Exactly as written, transcribe the data that follows.

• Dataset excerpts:
........

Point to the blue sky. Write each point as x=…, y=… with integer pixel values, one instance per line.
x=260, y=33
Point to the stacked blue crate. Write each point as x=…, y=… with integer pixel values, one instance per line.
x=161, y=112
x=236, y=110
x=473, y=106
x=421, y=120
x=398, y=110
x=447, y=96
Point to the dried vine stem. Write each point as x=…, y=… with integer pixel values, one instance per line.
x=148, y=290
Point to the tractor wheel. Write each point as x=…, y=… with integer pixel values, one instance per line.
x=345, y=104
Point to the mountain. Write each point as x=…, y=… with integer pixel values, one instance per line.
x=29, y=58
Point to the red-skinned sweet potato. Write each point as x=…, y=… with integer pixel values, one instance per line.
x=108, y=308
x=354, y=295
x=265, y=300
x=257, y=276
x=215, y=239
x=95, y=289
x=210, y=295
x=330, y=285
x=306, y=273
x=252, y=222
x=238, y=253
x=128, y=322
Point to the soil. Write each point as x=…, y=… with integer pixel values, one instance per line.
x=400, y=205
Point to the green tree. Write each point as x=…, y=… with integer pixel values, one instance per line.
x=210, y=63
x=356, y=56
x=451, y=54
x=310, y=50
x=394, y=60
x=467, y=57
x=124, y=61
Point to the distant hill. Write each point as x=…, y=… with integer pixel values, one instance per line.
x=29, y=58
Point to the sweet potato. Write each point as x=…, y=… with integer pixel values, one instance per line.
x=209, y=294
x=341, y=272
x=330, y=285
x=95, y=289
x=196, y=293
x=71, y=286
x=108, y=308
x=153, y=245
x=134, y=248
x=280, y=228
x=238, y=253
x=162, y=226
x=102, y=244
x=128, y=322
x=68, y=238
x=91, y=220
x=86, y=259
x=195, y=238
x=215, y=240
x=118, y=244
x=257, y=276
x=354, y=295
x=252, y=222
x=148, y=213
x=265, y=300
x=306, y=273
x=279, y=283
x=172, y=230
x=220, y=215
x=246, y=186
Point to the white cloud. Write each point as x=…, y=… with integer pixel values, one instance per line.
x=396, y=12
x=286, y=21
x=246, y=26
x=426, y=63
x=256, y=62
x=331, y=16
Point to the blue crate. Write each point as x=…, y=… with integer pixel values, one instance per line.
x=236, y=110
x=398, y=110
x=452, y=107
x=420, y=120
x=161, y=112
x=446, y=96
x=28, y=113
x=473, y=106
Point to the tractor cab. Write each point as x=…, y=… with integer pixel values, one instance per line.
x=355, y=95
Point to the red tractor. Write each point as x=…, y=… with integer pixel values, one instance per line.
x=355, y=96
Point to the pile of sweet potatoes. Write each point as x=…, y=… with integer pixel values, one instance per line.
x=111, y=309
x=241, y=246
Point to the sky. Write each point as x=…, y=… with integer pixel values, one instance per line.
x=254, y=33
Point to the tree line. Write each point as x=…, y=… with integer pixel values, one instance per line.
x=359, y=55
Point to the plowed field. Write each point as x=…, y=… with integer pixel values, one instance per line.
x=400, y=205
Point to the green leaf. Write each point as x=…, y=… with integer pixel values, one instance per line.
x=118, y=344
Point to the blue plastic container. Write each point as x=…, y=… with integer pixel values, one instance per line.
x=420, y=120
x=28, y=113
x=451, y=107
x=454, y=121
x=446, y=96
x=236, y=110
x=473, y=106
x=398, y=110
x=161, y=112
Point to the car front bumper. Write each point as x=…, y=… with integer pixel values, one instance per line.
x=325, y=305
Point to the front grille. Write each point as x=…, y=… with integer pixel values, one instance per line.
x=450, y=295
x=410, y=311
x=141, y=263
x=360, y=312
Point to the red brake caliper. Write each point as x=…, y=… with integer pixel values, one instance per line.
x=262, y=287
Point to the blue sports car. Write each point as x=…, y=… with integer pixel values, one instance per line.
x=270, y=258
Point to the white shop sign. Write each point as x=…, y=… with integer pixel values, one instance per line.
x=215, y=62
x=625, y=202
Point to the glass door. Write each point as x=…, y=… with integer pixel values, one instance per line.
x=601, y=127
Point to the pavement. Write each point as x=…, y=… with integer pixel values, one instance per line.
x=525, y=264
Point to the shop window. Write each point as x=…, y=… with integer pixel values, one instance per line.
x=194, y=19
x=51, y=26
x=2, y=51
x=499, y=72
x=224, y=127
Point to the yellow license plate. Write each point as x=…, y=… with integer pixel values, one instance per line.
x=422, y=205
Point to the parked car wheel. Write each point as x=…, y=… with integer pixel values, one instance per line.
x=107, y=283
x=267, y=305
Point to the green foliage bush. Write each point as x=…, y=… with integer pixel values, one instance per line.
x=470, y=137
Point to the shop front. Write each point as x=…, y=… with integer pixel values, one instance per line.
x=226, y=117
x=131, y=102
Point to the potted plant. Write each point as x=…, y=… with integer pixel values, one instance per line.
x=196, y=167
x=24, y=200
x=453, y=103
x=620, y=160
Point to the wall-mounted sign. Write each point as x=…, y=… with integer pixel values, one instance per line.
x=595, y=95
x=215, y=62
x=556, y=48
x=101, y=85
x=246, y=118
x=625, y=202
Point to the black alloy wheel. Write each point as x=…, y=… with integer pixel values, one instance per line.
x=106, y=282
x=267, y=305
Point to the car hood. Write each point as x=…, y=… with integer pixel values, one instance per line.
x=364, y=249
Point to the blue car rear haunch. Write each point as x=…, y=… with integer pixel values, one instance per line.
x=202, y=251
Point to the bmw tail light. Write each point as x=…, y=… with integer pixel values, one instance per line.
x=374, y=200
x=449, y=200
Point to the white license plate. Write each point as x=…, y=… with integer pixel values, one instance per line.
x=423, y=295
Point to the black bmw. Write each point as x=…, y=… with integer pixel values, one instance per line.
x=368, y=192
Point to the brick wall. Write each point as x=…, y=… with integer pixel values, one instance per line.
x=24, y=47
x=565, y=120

........

• TASK OUTPUT:
Point to the blue sky. Write each point as x=…, y=… with integer pixel values, one instance per line.
x=260, y=33
Point to the stacked blue crate. Write each point as x=…, y=… with integer pixel values, one instance per line.
x=161, y=112
x=236, y=110
x=473, y=106
x=421, y=120
x=398, y=110
x=447, y=96
Point to the dried vine stem. Write each point as x=…, y=… with integer pixel values, one instance per line.
x=148, y=290
Point to the tractor wheel. Write each point as x=…, y=… with integer pixel values, one instance per line.
x=345, y=104
Point to the mountain. Write each point as x=…, y=… with integer pixel values, one instance per line.
x=29, y=58
Point to the red-skinned sweet potato. Write each point as x=…, y=… with integer pixel values, one instance per line.
x=108, y=308
x=354, y=295
x=265, y=300
x=257, y=276
x=215, y=239
x=95, y=289
x=210, y=295
x=330, y=285
x=306, y=273
x=252, y=222
x=238, y=253
x=128, y=322
Point to the soil. Write each point as x=…, y=… with integer pixel values, one instance per line.
x=400, y=205
Point to the green tree. Write each point as x=…, y=… with integer pixel values, one instance per line.
x=210, y=63
x=356, y=56
x=451, y=54
x=310, y=50
x=394, y=60
x=467, y=57
x=124, y=61
Point to the distant hill. Write each point as x=…, y=… with integer pixel values, one instance per line.
x=29, y=58
Point to the sweet potato. Write each point as x=…, y=… with integer pixel values, one instance per line.
x=209, y=294
x=341, y=272
x=330, y=285
x=95, y=289
x=196, y=293
x=71, y=286
x=108, y=308
x=153, y=245
x=134, y=248
x=280, y=228
x=238, y=253
x=162, y=226
x=102, y=244
x=128, y=322
x=68, y=238
x=91, y=220
x=86, y=259
x=195, y=238
x=215, y=240
x=118, y=244
x=257, y=276
x=354, y=295
x=252, y=222
x=148, y=213
x=265, y=300
x=306, y=273
x=279, y=283
x=172, y=230
x=220, y=215
x=246, y=186
Point to the white cloud. Write each point as x=…, y=… with integer pixel values, one instance per line.
x=396, y=12
x=286, y=21
x=246, y=26
x=426, y=63
x=256, y=62
x=331, y=16
Point to the blue crate. Write each point as x=…, y=… with integer pixel values, one instance per line.
x=236, y=110
x=398, y=110
x=452, y=107
x=420, y=120
x=161, y=112
x=446, y=96
x=28, y=113
x=473, y=106
Point to the tractor cab. Write each point as x=…, y=… with integer pixel values, one instance per line.
x=355, y=95
Point to the red tractor. Write each point as x=…, y=… with integer pixel values, one instance per line.
x=355, y=96
Point to the pile of sweet potatoes. Write each point as x=…, y=… with integer pixel values, one instance per line.
x=111, y=309
x=241, y=246
Point to the sky. Write each point as x=…, y=… with integer pixel values, one instance per line.
x=254, y=33
Point to the tree line. Write each point as x=…, y=… with integer pixel values, one instance per line.
x=359, y=55
Point to the plowed field. Write each point as x=…, y=… with integer pixel values, one instance per line.
x=400, y=205
Point to the green leaf. Write each point as x=…, y=… with integer pixel values, one instance per line.
x=118, y=344
Point to the blue plastic container. Write each point as x=…, y=… with integer pixel values, one instance per line.
x=420, y=120
x=28, y=113
x=451, y=107
x=454, y=121
x=446, y=96
x=236, y=110
x=473, y=106
x=398, y=110
x=161, y=112
Point to the car front bumper. Write each point as x=…, y=… with integer pixel values, one instance per line.
x=325, y=305
Point to the front grille. Write each point as x=…, y=… with integer pixel values, one instance per line.
x=450, y=295
x=410, y=311
x=141, y=263
x=360, y=312
Point to the red brake caliper. Write each point as x=…, y=… with integer pixel values, one instance per line.
x=262, y=287
Point to the blue sports car. Write each point as x=…, y=… with integer pixel values, one instance per line.
x=270, y=258
Point to the white shop sign. Write each point as x=…, y=… with integer pixel values, one instance per line.
x=215, y=62
x=625, y=202
Point to the glass door. Write each point as x=…, y=… with integer pixel values, one instance per line.
x=601, y=127
Point to the pavement. Write each point as x=…, y=… with integer pixel values, one instance per line.
x=525, y=264
Point to the shop window. Write each point as x=…, y=… with integer pixel values, one instance per line.
x=194, y=19
x=51, y=26
x=2, y=51
x=499, y=72
x=224, y=127
Point to the yellow license plate. Write each point as x=…, y=… with integer pixel values, one instance per line.
x=422, y=205
Point to the parked car wheel. Write each point as x=…, y=… with integer pixel values, one instance per line.
x=107, y=283
x=267, y=305
Point to the green foliage bush. Write each point as x=…, y=… with integer pixel values, one instance per line.
x=470, y=137
Point to the shop front. Write each point as x=…, y=… with integer pixel values, one instance per line.
x=226, y=117
x=131, y=102
Point to the potted plant. Write each point as x=…, y=… with integer pixel values, one instance per line.
x=196, y=167
x=24, y=200
x=453, y=103
x=620, y=160
Point to the wall-mounted sign. Write each point as x=…, y=… with integer pixel values, one instance per line.
x=595, y=95
x=215, y=62
x=556, y=48
x=101, y=85
x=246, y=118
x=625, y=202
Point to the black alloy wheel. Write each point as x=…, y=… with integer pixel values, one instance per line.
x=106, y=282
x=267, y=305
Point to the car hood. Write each point as x=…, y=… with integer pixel values, one instance per line.
x=364, y=249
Point to the blue car rear haunch. Write each point as x=…, y=… with integer pixel values, one instance per line.
x=202, y=251
Point to the bmw tail light. Write each point as x=…, y=… with integer pixel values, one instance per line.
x=374, y=200
x=449, y=200
Point to the white license plate. Write each point as x=…, y=… with integer pixel values, one instance per line.
x=423, y=295
Point to the black bmw. Write each point as x=…, y=… with integer pixel values, one instance per line.
x=368, y=192
Point to the brick wall. Write each point as x=…, y=… with integer pixel values, one instance per line.
x=24, y=47
x=565, y=120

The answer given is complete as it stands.